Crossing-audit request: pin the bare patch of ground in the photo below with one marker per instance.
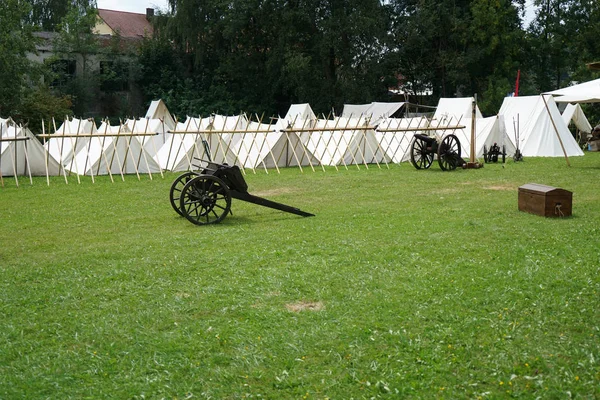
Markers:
(500, 187)
(273, 192)
(305, 306)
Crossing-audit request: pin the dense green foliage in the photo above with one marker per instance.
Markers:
(406, 284)
(263, 55)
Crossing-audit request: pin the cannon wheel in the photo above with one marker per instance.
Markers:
(205, 200)
(419, 156)
(177, 187)
(449, 153)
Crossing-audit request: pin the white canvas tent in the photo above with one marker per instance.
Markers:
(158, 110)
(541, 130)
(182, 147)
(21, 154)
(115, 151)
(148, 126)
(343, 141)
(587, 92)
(283, 146)
(454, 110)
(574, 114)
(69, 139)
(253, 147)
(374, 112)
(395, 135)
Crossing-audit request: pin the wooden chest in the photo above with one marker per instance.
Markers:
(545, 200)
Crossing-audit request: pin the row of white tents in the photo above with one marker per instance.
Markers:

==============================

▶ [What you have to do] If a line in the data contains the string "above", copy it.

▶ [Written answer]
Crossing-audit request: pin the dense green foliage in the photo above with one marker per instance.
Crossing-audit request: pin the cannon wheel in the photo above with one marker per instance.
Crossing-audit request: pin the white canvas tent in the photo above with one marker per instance.
Crossing-audit request: pin the wooden chest in the photo above with one marker per instance.
Crossing-audit request: pin the row of white tents in the photo above with one marker per instance.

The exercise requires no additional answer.